Given instruction -> Which lines in the data below contain the string "instance"? Show each of those lines in full, and treat uppercase and lowercase as different.
-- Begin Records for this task --
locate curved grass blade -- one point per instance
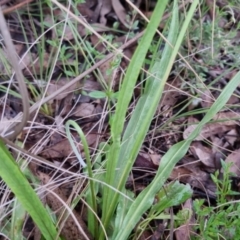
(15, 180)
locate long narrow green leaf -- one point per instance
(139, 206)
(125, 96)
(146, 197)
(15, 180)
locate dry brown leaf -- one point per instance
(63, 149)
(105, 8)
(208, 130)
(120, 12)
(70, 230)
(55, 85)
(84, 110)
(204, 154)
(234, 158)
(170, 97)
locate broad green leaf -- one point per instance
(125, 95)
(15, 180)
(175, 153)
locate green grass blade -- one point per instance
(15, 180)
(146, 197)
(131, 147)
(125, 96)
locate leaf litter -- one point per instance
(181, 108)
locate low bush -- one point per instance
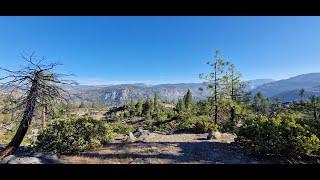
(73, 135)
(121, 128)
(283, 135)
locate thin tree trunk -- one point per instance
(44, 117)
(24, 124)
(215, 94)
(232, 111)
-- End Records for this task --
-- Begin Records for this task --
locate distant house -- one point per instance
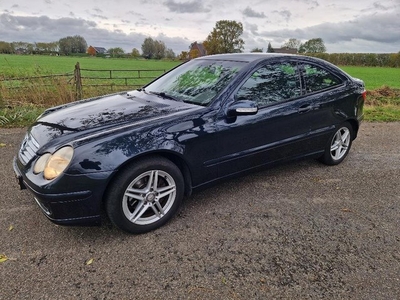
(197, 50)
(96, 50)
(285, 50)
-- End Records for this task --
-- Begin Records for this task --
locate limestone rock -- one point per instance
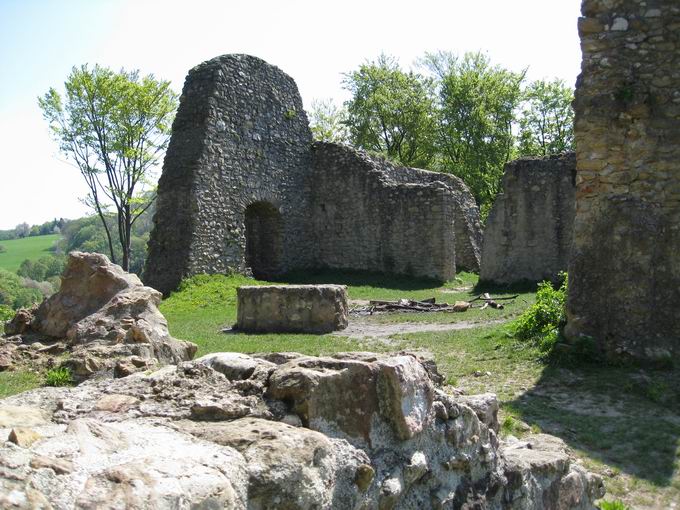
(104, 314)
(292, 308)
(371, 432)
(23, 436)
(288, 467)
-- End Records for this task --
Exercise output ->
locate curved grass blade -- one point per instance
locate long narrow green leaf -- one point per instance
locate dry brown leaf -- one point per instance
locate broad green leaf -- one point per instance
locate green grass blade -- one point per instance
locate leaf litter -- one point per instance
locate low bush -- one point per instance
locate thin tree trunk -- one point per instance
locate distant house -- one point per instance
locate limestone rock -- one point per instance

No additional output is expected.